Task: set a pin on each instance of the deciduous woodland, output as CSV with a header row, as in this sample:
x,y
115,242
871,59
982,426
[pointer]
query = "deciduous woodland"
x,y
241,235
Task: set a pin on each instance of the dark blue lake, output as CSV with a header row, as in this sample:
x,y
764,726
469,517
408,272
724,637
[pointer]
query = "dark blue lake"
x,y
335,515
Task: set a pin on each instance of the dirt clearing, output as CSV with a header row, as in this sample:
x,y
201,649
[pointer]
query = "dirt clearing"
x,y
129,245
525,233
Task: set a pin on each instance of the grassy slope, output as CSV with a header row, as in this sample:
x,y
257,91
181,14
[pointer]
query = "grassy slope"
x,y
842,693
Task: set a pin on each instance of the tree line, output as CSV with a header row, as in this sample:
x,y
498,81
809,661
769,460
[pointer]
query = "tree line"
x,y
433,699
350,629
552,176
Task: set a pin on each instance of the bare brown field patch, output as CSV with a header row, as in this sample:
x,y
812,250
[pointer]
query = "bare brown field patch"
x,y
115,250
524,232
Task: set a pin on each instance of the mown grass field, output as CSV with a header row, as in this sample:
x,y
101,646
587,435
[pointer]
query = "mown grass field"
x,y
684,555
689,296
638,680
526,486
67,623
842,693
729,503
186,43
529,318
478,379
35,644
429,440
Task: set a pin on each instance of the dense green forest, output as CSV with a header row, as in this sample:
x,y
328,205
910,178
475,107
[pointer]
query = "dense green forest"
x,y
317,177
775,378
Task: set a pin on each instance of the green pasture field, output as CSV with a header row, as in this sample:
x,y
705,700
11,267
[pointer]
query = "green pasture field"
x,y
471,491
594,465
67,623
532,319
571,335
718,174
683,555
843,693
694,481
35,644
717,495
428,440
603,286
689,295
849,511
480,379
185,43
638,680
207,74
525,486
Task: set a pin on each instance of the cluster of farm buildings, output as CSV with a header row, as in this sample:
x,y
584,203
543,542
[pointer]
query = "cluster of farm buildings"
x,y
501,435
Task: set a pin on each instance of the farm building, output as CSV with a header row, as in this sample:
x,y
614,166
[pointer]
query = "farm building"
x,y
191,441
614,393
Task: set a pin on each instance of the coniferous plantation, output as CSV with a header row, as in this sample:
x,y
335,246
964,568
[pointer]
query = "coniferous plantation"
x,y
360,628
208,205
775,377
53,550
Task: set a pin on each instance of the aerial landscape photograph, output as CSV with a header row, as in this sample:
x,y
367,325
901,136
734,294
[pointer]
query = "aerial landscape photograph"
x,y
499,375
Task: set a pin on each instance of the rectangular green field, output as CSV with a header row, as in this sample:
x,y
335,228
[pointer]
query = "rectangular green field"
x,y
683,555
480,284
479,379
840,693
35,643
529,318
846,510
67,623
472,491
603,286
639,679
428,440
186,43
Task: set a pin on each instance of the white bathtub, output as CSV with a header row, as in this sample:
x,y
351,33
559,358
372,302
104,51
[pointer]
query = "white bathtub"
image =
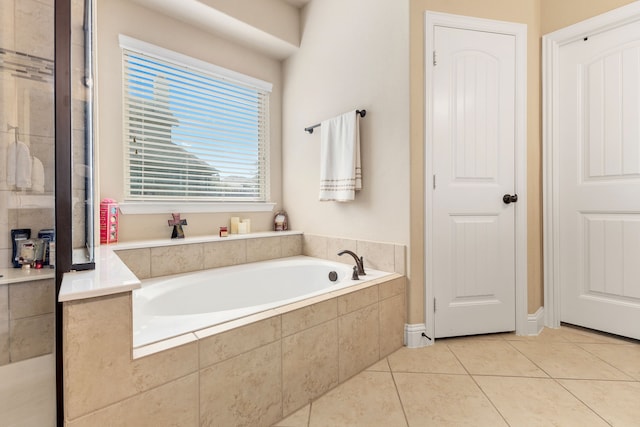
x,y
169,306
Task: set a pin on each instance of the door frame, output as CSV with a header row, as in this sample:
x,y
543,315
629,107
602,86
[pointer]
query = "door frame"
x,y
551,44
519,31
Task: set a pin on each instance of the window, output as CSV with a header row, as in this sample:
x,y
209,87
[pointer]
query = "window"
x,y
193,131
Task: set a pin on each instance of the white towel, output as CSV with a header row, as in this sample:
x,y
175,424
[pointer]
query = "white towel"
x,y
19,165
340,168
37,176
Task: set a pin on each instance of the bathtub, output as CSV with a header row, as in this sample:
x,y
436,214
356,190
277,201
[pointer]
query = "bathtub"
x,y
169,306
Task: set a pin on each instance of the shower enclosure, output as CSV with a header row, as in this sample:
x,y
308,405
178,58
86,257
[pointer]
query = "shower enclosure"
x,y
31,106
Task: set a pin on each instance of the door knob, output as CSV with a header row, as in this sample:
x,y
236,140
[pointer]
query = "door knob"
x,y
508,198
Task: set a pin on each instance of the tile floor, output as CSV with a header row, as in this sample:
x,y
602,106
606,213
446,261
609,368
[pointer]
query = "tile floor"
x,y
563,377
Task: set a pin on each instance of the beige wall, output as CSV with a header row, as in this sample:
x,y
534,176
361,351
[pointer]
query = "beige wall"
x,y
125,17
353,55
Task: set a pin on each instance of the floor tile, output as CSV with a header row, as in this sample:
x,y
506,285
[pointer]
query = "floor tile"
x,y
369,399
568,360
494,358
445,400
537,402
618,402
624,357
299,418
436,358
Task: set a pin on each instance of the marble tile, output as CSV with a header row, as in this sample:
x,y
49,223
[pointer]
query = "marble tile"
x,y
300,418
536,402
309,365
315,246
626,358
244,390
391,288
445,400
291,245
567,360
4,325
138,261
171,404
380,366
306,317
392,320
166,260
222,254
229,344
28,299
356,300
263,248
368,400
98,367
436,358
31,336
358,341
379,256
615,401
336,245
34,28
493,358
400,259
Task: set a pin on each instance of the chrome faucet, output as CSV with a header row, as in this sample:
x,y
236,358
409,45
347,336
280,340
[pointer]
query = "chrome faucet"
x,y
359,263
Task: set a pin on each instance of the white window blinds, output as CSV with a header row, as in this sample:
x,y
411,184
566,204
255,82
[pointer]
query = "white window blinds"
x,y
192,132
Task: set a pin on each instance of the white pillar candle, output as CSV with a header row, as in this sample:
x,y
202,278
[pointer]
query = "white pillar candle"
x,y
234,224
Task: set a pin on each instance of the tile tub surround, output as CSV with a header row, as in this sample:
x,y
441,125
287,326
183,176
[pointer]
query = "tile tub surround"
x,y
264,368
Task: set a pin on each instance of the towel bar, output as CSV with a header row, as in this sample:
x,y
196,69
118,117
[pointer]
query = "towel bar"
x,y
311,128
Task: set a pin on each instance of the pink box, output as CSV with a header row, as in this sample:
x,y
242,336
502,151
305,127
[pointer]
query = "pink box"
x,y
108,221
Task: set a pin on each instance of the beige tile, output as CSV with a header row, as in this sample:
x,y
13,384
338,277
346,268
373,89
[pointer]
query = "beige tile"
x,y
358,338
379,256
436,358
31,336
567,360
368,400
392,320
4,325
400,259
166,260
98,365
391,288
244,390
31,298
300,418
309,364
380,366
493,358
263,248
626,358
336,245
445,400
315,246
307,317
615,401
237,341
171,404
222,254
536,402
291,245
138,261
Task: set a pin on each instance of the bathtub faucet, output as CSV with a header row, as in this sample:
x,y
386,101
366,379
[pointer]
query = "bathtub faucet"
x,y
359,261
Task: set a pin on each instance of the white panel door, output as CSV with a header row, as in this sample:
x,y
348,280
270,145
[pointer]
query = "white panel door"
x,y
599,182
473,163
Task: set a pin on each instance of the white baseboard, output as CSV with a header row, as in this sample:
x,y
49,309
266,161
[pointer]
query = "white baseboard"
x,y
535,322
413,335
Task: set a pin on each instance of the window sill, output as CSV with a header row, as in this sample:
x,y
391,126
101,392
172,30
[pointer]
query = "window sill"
x,y
142,208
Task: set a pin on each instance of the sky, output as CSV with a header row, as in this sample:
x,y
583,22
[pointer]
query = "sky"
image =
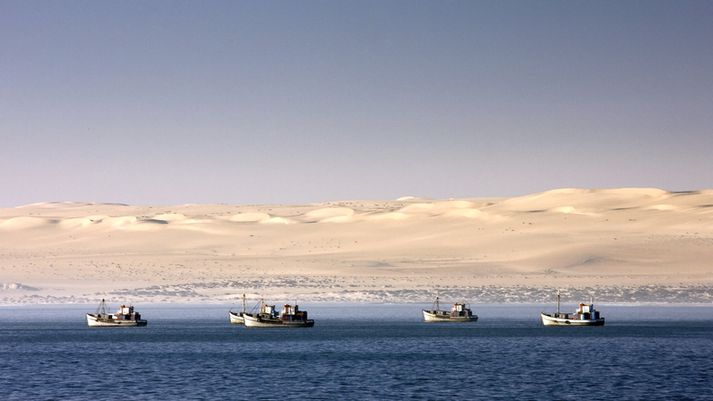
x,y
173,102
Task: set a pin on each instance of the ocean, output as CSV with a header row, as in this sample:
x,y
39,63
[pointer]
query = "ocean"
x,y
358,352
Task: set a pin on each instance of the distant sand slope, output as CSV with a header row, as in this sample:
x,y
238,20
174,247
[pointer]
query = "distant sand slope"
x,y
560,238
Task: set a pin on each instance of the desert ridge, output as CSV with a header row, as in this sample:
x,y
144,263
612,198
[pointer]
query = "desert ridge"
x,y
614,240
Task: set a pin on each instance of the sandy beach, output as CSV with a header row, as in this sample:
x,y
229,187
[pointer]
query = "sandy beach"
x,y
622,245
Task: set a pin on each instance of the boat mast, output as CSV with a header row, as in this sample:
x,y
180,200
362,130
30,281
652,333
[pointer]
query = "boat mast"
x,y
558,302
101,310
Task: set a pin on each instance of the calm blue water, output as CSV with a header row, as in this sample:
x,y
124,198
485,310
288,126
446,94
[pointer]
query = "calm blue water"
x,y
370,352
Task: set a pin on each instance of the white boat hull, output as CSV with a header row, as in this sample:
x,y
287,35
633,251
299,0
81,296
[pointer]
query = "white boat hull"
x,y
236,317
94,321
252,321
431,316
549,320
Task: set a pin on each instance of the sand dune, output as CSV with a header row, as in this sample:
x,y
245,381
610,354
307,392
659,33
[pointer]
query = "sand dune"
x,y
570,238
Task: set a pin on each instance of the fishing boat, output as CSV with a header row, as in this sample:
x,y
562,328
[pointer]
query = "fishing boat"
x,y
459,313
237,317
267,316
124,317
585,315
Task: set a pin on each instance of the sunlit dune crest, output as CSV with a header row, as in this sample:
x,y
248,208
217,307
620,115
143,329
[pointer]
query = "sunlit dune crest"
x,y
561,238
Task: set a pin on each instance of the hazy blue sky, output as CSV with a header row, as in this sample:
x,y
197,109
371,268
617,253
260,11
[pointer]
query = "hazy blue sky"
x,y
169,102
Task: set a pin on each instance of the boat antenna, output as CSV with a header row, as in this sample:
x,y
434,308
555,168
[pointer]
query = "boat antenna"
x,y
101,310
558,302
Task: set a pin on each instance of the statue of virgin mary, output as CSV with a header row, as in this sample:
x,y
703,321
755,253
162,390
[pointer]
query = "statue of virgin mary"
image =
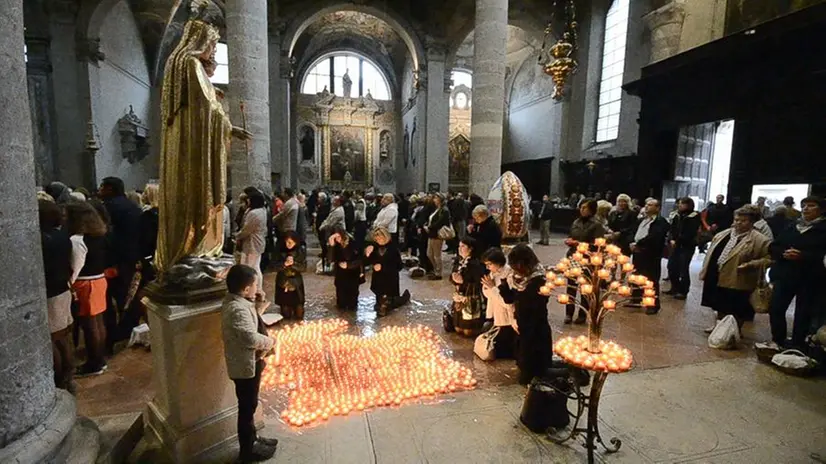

=== TASK INSTRUCTIONS ===
Identify every line in the records that contains the string "clearing" and copy each one.

=== PROBLEM SOLUTION ===
Task: set a pin on each instance of the dirt clearing, output as CSV with a header row, as in this sample:
query = "dirt clearing"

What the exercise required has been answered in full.